___ EXERCISE MATERIAL

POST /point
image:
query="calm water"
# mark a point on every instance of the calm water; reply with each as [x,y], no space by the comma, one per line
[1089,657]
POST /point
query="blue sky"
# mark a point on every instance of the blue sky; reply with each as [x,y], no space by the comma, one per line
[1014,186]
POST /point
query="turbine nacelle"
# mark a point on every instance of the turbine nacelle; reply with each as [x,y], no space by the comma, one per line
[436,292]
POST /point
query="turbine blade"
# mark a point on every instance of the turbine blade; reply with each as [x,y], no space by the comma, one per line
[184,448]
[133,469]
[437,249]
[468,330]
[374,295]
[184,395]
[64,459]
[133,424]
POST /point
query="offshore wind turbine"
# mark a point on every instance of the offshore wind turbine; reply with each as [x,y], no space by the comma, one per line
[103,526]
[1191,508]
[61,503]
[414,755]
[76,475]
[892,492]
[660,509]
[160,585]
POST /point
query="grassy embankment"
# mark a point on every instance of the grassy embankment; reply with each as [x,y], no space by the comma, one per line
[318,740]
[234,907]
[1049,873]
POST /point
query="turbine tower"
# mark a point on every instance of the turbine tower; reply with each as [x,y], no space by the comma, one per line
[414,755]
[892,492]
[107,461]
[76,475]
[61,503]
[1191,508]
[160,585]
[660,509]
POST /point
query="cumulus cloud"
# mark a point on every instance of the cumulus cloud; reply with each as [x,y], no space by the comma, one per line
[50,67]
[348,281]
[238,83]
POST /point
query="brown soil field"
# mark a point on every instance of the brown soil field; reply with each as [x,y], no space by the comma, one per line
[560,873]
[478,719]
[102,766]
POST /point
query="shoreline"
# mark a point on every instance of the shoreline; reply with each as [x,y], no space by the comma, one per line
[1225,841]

______

YOUR OBJECTIVE: Rename "turbine blade" to "rotor blade" at every occurrence in the lines above and output all of the lines with no other changes.

SOLUTION TO THE PROBLEM:
POST /point
image:
query="calm water"
# mark a point on every instance of the calm water; reply with each as [x,y], no space by the comma, one per line
[1089,657]
POST /point
query="blue sky"
# mark a point on every instance of the blue sky; reply with each as [x,y], no space by the comma, one per line
[1014,186]
POST /point
query="turbine nacelle"
# mark a point on every instance of the turbine nacelle; reply with each as [x,y], no space by the comma, one per line
[436,292]
POST /point
query="rotor blade"
# mark a point on every instance of the rotor blade; reply with each as [x,y], no space by the comma, one per line
[184,448]
[133,469]
[437,249]
[468,330]
[374,295]
[184,395]
[64,459]
[133,424]
POST /point
query="offshore wind turbine"
# mark a point on every instance of the offshore wind turbine; reply with each as [x,y], no space by the comma, one per line
[103,526]
[1191,508]
[61,503]
[414,755]
[76,475]
[892,492]
[660,509]
[160,585]
POST /point
query="grassy embankment"
# mark a point on every instance of the grassy embankment; reply with each as [x,y], no space by the comma, one per line
[318,740]
[234,907]
[1049,873]
POST /point
query="turbine tower"
# mark a point on every instance of the turbine tower; reply with each as [x,y], no space by the comma, one per line
[414,755]
[892,492]
[107,461]
[76,475]
[61,503]
[1191,508]
[160,585]
[660,509]
POST /point
query="cumulus cloud"
# mark a point on every instance of the cumulus cloud; reply with each as [x,y], no space by the comma, one per line
[50,67]
[348,281]
[238,83]
POST /point
query="brown soil field"
# mark a point on every instance of the brown soil field; reply with each as [x,y], no space by the comma, one per line
[560,873]
[478,719]
[102,766]
POST /point
query="shoreline"
# mark a point on every instance of the shoreline; reply with each as [x,y], no space by the comma, one per line
[1225,841]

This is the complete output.